Provided information below:

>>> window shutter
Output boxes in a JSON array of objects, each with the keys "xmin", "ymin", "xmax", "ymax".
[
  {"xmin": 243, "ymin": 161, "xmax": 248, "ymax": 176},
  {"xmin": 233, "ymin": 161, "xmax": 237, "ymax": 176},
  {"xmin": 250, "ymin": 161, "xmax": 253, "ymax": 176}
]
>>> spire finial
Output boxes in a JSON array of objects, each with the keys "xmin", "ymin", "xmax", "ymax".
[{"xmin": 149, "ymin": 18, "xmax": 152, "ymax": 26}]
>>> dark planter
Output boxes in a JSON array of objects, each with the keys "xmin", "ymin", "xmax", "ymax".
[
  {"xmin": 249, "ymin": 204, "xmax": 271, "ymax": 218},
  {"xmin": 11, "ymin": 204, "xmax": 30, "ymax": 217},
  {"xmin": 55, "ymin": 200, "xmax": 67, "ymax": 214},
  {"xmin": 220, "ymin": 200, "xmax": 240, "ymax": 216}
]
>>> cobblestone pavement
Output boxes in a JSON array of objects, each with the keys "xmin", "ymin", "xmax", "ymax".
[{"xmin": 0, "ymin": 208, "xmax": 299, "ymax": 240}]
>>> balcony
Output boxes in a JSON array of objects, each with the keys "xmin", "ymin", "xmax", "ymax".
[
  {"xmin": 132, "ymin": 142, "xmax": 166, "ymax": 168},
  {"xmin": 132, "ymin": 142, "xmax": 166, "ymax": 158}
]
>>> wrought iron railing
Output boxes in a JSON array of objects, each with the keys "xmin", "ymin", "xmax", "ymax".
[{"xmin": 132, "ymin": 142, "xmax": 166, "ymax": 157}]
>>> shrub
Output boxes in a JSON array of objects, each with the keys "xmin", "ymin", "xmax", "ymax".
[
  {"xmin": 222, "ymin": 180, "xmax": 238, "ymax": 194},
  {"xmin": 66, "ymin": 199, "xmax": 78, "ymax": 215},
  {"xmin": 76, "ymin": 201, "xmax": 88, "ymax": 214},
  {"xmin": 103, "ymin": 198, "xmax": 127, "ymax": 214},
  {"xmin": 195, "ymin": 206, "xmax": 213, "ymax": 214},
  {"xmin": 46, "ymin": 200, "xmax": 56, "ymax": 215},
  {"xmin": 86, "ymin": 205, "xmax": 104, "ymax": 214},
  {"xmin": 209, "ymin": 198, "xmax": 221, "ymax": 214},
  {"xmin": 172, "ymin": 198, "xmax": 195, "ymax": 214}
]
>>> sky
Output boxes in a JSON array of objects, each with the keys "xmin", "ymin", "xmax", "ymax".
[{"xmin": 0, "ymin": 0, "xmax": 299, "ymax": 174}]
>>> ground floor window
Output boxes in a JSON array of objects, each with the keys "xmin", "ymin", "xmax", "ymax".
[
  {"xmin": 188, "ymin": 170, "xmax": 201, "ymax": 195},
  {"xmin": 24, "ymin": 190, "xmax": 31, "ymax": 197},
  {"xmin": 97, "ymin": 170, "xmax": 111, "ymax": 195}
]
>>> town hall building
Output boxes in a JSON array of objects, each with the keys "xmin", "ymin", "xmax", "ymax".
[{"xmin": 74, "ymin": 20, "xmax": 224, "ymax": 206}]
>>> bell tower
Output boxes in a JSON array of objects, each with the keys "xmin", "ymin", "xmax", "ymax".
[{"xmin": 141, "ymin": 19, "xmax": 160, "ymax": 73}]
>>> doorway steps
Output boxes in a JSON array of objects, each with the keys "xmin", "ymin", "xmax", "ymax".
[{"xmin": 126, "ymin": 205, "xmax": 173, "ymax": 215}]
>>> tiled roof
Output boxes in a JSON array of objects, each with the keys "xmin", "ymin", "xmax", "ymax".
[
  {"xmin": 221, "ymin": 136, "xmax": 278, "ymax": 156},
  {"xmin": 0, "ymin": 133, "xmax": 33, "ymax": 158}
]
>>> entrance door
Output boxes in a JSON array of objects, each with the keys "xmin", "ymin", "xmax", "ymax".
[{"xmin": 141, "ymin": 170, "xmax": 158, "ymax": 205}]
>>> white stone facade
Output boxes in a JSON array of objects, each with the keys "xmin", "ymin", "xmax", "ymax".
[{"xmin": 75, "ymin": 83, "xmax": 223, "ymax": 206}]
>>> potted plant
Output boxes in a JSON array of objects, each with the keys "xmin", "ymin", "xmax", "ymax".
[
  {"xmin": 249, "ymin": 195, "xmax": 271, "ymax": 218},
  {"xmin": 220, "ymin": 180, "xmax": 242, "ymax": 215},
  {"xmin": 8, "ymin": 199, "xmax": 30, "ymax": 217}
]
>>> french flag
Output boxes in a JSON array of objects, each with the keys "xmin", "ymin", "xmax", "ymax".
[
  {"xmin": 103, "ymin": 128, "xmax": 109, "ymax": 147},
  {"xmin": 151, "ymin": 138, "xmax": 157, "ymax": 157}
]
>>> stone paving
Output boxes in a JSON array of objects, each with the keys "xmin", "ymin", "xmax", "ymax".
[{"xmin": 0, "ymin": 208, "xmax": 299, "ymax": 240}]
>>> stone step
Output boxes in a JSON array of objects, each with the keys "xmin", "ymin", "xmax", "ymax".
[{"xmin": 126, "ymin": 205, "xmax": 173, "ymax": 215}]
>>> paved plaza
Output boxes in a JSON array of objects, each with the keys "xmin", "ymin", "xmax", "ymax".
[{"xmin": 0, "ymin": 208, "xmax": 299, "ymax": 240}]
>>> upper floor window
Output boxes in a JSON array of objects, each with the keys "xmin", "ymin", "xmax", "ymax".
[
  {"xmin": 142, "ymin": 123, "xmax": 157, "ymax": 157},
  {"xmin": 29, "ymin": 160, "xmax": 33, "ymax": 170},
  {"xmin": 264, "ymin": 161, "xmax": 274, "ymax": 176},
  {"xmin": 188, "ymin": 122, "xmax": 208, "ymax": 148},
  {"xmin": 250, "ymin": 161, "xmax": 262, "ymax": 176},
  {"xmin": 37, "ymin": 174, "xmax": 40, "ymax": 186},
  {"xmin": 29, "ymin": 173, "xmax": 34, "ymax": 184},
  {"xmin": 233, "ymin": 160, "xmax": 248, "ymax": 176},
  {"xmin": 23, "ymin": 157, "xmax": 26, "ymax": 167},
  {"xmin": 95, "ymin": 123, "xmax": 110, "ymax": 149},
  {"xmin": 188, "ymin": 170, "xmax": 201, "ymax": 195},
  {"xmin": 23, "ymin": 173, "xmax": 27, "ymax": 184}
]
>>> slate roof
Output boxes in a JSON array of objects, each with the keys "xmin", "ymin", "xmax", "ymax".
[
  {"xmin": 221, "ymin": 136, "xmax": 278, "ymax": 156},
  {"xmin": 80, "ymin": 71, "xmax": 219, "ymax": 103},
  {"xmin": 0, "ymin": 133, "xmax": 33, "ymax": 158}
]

End of Provided information.

Every single record is to be set down again, unaltered.

>>> window shutter
Output boxes in a JSON array of objects, each with the keys "xmin", "ymin", "xmax", "ymax".
[
  {"xmin": 243, "ymin": 161, "xmax": 248, "ymax": 176},
  {"xmin": 233, "ymin": 161, "xmax": 237, "ymax": 176},
  {"xmin": 250, "ymin": 161, "xmax": 253, "ymax": 176}
]
>>> spire finial
Output boxes in a JSON array of objects, each with the keys "xmin", "ymin", "xmax", "ymax".
[{"xmin": 149, "ymin": 18, "xmax": 152, "ymax": 26}]
>>> dark planter
Output boxes in a JSON array of objects, each with the keys "xmin", "ymin", "xmax", "ymax".
[
  {"xmin": 249, "ymin": 204, "xmax": 271, "ymax": 218},
  {"xmin": 11, "ymin": 204, "xmax": 30, "ymax": 217},
  {"xmin": 55, "ymin": 200, "xmax": 67, "ymax": 214},
  {"xmin": 220, "ymin": 200, "xmax": 240, "ymax": 216}
]
>>> cobblestone pavement
Output boxes in a JSON array of objects, each with the keys "xmin", "ymin", "xmax", "ymax".
[{"xmin": 0, "ymin": 208, "xmax": 299, "ymax": 240}]
>>> balcony
Output boxes in a JSON array of objects, each with the keys "xmin", "ymin", "xmax", "ymax".
[
  {"xmin": 132, "ymin": 142, "xmax": 166, "ymax": 168},
  {"xmin": 132, "ymin": 142, "xmax": 166, "ymax": 158}
]
>>> wrought iron railing
Output boxes in a JSON array of objects, each with the keys "xmin", "ymin", "xmax", "ymax".
[{"xmin": 132, "ymin": 142, "xmax": 166, "ymax": 157}]
>>> shrub
Output boxes in a JSON array of objects, each with the keys "xmin", "ymin", "xmax", "ymax".
[
  {"xmin": 222, "ymin": 180, "xmax": 238, "ymax": 194},
  {"xmin": 66, "ymin": 199, "xmax": 78, "ymax": 215},
  {"xmin": 76, "ymin": 201, "xmax": 88, "ymax": 214},
  {"xmin": 103, "ymin": 198, "xmax": 127, "ymax": 214},
  {"xmin": 195, "ymin": 206, "xmax": 213, "ymax": 214},
  {"xmin": 46, "ymin": 200, "xmax": 56, "ymax": 215},
  {"xmin": 86, "ymin": 205, "xmax": 104, "ymax": 214},
  {"xmin": 209, "ymin": 198, "xmax": 221, "ymax": 214},
  {"xmin": 172, "ymin": 198, "xmax": 195, "ymax": 214}
]
>>> sky
Output boxes in a JSON array of objects, each with the keys "xmin", "ymin", "xmax", "ymax".
[{"xmin": 0, "ymin": 0, "xmax": 299, "ymax": 174}]
>>> ground floor window
Output boxes in a JSON array of objects, each with the keys "xmin", "ymin", "xmax", "ymax".
[
  {"xmin": 188, "ymin": 170, "xmax": 201, "ymax": 195},
  {"xmin": 24, "ymin": 190, "xmax": 31, "ymax": 197},
  {"xmin": 97, "ymin": 170, "xmax": 111, "ymax": 195}
]
>>> town hall building
Output boxes in a JSON array of objects, each with the keys "xmin", "ymin", "xmax", "ymax".
[{"xmin": 74, "ymin": 20, "xmax": 224, "ymax": 206}]
>>> bell tower
Output boxes in a JSON array of objects, each with the keys "xmin", "ymin", "xmax", "ymax".
[{"xmin": 141, "ymin": 19, "xmax": 160, "ymax": 73}]
>>> doorway steps
Output boxes in a JSON array of objects, each with the keys "xmin", "ymin", "xmax", "ymax".
[{"xmin": 126, "ymin": 205, "xmax": 173, "ymax": 215}]
>>> tiled roof
Output boxes in a JSON array of objects, each with the keys "xmin", "ymin", "xmax", "ymax".
[
  {"xmin": 221, "ymin": 136, "xmax": 278, "ymax": 156},
  {"xmin": 0, "ymin": 133, "xmax": 33, "ymax": 158}
]
>>> entrance door
Output boxes in a JSON array of objects, each with the keys "xmin", "ymin", "xmax", "ymax".
[{"xmin": 141, "ymin": 170, "xmax": 158, "ymax": 205}]
>>> white stone facade
Output boxes in a JSON array of objects, each with the keys "xmin", "ymin", "xmax", "ymax".
[{"xmin": 75, "ymin": 83, "xmax": 223, "ymax": 206}]
>>> potted plant
Output boxes in a JSON array of objects, each with the keys "xmin", "ymin", "xmax", "ymax".
[
  {"xmin": 249, "ymin": 195, "xmax": 271, "ymax": 218},
  {"xmin": 220, "ymin": 180, "xmax": 242, "ymax": 215},
  {"xmin": 8, "ymin": 199, "xmax": 30, "ymax": 217}
]
>>> french flag
Output boxes in a JSON array of objects, each with the keys "xmin", "ymin", "xmax", "ymax".
[
  {"xmin": 103, "ymin": 128, "xmax": 109, "ymax": 147},
  {"xmin": 151, "ymin": 138, "xmax": 157, "ymax": 157}
]
>>> stone paving
Output boxes in a JSON array of objects, each with the keys "xmin", "ymin", "xmax", "ymax".
[{"xmin": 0, "ymin": 208, "xmax": 299, "ymax": 240}]
>>> stone step
Output boxes in a JSON array of objects, each with the keys "xmin", "ymin", "xmax", "ymax".
[{"xmin": 126, "ymin": 205, "xmax": 173, "ymax": 215}]
>>> paved plaza
Output boxes in a JSON array of objects, each with the keys "xmin", "ymin", "xmax", "ymax".
[{"xmin": 0, "ymin": 208, "xmax": 299, "ymax": 240}]
>>> upper floor window
Output boxes in a JSON array of objects, each with the keys "xmin", "ymin", "xmax", "ymax".
[
  {"xmin": 142, "ymin": 123, "xmax": 157, "ymax": 157},
  {"xmin": 29, "ymin": 160, "xmax": 33, "ymax": 170},
  {"xmin": 264, "ymin": 161, "xmax": 274, "ymax": 176},
  {"xmin": 188, "ymin": 122, "xmax": 208, "ymax": 148},
  {"xmin": 250, "ymin": 161, "xmax": 262, "ymax": 176},
  {"xmin": 37, "ymin": 174, "xmax": 40, "ymax": 186},
  {"xmin": 29, "ymin": 173, "xmax": 34, "ymax": 184},
  {"xmin": 233, "ymin": 160, "xmax": 248, "ymax": 176},
  {"xmin": 23, "ymin": 157, "xmax": 26, "ymax": 167},
  {"xmin": 95, "ymin": 123, "xmax": 110, "ymax": 149},
  {"xmin": 188, "ymin": 170, "xmax": 201, "ymax": 195},
  {"xmin": 23, "ymin": 173, "xmax": 27, "ymax": 184}
]
>>> slate roof
Output boxes in a JSON array of objects, each with the keys "xmin", "ymin", "xmax", "ymax".
[
  {"xmin": 221, "ymin": 136, "xmax": 278, "ymax": 156},
  {"xmin": 80, "ymin": 71, "xmax": 219, "ymax": 103},
  {"xmin": 0, "ymin": 133, "xmax": 33, "ymax": 158}
]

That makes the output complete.